> [Quoted passage]:
+---+

The ride for this day was completely awesome. This has to have been the most scenic route I've ever traversed on my FJR. I have never seen so many mountains and panoramic vistas. From Mancos, CO, I passed through Cortez, CO and took county road G to Bluff, UT, to Mexican Hat, UT, to highway 261, to highway 95, to highway 24, then followed the GPS to I-15 and St. George, Ut.

The ride was interesting before I got to 261, but then I came to the Moki Dugway and it went from interesting to PAY ATTENTION! Man that was a scary road to navigate with a fully loaded top-heavy FJR. Given that I had already dumped the thing on the second day of my trip, I was hyper sensitive to the possibility of another mishap. The roads were steep and mostly gravel -- thankfully the sharp turns of the switchbacks were paved. The traction wasn't terrible, but the FJR just doesn't seem to like anything but pavement. At one point, I had to stop and back up to let another vehicle pass on one of the narrower sections. That would have been impossible if I had been going down the road.

+---+

> [Task 1]:
In the ride account, which part of the switchbacks on the steep, mostly gravel roads was paved?

> [Data rows]:
+---+

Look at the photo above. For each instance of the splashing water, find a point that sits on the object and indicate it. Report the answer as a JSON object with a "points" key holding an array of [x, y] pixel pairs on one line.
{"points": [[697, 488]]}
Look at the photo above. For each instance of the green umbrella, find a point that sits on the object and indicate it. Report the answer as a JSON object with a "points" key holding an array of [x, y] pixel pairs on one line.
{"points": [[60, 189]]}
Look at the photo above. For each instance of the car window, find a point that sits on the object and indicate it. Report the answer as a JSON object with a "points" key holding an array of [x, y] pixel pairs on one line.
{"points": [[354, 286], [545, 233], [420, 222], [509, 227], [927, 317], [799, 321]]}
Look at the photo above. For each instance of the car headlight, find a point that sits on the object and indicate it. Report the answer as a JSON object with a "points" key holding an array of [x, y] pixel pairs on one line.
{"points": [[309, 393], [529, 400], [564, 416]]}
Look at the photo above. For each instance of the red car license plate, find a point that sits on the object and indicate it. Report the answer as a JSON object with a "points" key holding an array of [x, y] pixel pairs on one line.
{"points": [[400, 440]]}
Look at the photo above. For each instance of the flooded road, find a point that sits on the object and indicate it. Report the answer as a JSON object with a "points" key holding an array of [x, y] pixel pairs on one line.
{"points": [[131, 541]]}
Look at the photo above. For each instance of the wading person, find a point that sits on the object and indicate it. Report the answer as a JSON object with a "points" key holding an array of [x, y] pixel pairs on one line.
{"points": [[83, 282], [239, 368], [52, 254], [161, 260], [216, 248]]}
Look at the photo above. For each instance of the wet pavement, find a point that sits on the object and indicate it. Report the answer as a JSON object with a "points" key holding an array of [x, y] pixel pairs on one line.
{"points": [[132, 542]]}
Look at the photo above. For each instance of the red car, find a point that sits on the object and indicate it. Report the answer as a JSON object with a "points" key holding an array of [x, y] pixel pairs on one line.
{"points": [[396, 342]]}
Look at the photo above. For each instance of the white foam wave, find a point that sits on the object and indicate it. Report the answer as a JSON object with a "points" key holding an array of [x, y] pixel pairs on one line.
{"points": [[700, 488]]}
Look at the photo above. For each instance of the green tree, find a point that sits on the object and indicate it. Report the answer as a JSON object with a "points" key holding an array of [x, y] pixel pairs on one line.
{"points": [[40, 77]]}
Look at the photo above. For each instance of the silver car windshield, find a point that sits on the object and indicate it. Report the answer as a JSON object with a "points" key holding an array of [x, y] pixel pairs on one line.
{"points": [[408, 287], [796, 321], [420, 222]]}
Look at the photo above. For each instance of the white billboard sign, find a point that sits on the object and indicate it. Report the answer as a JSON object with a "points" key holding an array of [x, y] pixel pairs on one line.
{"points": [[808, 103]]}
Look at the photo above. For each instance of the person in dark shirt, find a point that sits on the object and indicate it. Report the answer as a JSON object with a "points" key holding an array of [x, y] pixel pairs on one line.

+---+

> [Task 2]:
Select every line of the records that contains the word "white", treating uppercase and lowercase as different.

> [Full answer 1]:
The sharp turns of the switchbacks were paved.

> [Full answer 2]:
Look at the photo above. For each instance of the white foam wave, find a point that sits on the object and indicate it. Report the answer as a JSON object with a "points" key holding an array of [x, y] pixel pairs on one line.
Look at the photo above. For each instance of the white billboard sign, find a point that sits on the object and indicate it. Report the answer as a JSON object with a "points" key holding an array of [x, y] pixel pairs on one line.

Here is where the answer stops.